Copy each line in the data that includes the word "entrance".

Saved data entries
|---|

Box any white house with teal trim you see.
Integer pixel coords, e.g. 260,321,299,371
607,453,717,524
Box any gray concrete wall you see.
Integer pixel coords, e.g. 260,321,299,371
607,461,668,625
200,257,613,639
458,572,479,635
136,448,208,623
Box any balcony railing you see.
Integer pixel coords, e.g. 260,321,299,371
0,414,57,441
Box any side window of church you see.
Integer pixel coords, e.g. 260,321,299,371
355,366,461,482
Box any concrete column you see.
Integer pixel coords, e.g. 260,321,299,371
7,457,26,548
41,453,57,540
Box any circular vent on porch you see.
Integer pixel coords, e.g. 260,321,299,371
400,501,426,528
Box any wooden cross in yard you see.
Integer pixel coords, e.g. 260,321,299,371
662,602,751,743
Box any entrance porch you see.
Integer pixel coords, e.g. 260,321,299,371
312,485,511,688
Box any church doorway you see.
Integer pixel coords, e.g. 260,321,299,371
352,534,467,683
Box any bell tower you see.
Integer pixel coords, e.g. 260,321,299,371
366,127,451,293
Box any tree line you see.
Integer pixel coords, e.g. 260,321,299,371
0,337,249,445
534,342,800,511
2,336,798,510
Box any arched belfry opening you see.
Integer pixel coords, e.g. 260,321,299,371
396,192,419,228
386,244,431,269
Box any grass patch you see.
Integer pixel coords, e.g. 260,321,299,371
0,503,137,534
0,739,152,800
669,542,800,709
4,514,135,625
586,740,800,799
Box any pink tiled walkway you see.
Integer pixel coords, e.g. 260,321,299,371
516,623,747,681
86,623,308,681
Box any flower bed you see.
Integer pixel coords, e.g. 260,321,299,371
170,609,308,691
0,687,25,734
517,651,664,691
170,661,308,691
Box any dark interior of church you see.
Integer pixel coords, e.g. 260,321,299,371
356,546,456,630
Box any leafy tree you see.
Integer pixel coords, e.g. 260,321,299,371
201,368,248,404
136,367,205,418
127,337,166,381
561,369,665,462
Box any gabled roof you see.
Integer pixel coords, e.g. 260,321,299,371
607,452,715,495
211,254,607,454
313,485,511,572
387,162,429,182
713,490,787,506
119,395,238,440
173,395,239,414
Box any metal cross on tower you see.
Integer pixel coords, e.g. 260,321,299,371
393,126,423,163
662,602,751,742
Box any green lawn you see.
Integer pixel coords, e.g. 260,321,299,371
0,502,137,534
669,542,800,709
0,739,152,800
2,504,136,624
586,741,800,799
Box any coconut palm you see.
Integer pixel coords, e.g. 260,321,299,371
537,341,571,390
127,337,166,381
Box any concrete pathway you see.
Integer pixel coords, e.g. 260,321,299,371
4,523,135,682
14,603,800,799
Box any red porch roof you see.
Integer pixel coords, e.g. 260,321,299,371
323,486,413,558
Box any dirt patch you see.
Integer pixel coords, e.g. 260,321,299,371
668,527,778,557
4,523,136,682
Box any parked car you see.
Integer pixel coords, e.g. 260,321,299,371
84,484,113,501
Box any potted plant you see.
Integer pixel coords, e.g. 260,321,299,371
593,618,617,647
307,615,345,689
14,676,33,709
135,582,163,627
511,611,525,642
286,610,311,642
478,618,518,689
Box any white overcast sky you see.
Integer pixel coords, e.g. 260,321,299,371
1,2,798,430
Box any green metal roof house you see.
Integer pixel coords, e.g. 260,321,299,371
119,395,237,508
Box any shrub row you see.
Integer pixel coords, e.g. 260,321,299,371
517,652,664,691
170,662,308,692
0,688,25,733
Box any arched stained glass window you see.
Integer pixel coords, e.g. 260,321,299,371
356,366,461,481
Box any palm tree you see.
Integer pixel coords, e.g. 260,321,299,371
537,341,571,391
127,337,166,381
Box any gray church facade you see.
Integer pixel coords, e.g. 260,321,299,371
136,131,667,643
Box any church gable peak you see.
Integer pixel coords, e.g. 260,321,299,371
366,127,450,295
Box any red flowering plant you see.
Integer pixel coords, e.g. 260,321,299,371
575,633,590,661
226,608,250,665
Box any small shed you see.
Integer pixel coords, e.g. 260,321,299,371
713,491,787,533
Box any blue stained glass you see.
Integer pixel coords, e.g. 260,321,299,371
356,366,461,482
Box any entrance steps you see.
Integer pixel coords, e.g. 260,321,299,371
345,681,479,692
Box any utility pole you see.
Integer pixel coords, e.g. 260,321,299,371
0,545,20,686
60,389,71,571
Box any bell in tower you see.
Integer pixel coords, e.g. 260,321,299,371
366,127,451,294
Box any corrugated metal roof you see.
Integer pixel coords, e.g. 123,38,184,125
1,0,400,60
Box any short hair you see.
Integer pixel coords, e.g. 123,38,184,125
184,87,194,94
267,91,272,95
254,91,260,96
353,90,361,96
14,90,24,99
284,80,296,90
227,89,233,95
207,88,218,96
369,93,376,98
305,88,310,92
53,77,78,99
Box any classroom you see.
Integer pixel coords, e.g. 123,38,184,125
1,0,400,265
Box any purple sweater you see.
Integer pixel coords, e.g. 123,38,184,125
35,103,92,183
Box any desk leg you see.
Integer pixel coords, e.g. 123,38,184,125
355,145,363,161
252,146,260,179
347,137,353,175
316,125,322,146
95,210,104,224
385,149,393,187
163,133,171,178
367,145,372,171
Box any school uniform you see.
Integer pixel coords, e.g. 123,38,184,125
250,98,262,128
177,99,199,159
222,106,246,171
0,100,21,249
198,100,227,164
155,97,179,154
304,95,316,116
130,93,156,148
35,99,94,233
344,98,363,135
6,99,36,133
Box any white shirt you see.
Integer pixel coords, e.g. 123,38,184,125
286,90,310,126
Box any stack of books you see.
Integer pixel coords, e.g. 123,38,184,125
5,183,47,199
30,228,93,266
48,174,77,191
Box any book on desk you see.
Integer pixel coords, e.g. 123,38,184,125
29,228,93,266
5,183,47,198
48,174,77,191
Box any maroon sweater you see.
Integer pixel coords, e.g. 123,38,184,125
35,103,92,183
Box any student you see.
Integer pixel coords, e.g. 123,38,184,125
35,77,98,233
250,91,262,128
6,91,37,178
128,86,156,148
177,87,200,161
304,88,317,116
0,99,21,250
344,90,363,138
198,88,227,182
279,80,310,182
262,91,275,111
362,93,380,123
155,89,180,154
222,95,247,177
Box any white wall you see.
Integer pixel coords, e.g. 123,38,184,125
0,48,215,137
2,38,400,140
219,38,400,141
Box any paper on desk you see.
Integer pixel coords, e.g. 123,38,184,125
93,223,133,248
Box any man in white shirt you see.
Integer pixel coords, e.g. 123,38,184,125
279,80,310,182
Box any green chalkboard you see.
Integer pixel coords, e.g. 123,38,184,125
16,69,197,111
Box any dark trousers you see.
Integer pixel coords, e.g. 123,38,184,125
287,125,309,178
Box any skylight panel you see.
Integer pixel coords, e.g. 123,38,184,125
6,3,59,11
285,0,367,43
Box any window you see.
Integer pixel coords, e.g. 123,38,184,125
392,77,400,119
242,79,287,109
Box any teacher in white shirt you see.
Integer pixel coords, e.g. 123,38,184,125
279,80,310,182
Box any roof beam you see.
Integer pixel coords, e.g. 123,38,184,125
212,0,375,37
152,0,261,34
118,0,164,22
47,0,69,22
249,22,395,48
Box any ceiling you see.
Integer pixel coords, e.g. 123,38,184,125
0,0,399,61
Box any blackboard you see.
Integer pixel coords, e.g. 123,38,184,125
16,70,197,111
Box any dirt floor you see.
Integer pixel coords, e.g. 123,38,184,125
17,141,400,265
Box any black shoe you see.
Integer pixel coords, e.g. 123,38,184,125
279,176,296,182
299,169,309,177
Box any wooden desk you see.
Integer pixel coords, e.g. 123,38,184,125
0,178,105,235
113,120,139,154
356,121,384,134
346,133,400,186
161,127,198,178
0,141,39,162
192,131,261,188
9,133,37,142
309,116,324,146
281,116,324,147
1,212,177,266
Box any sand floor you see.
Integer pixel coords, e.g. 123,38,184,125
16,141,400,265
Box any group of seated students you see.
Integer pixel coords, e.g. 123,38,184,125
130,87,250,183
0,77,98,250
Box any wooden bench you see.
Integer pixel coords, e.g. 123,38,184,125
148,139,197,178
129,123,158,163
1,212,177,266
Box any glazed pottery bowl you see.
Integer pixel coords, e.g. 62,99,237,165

|---|

* Response to this task *
Box any entrance porch you see.
Box any entrance steps you see.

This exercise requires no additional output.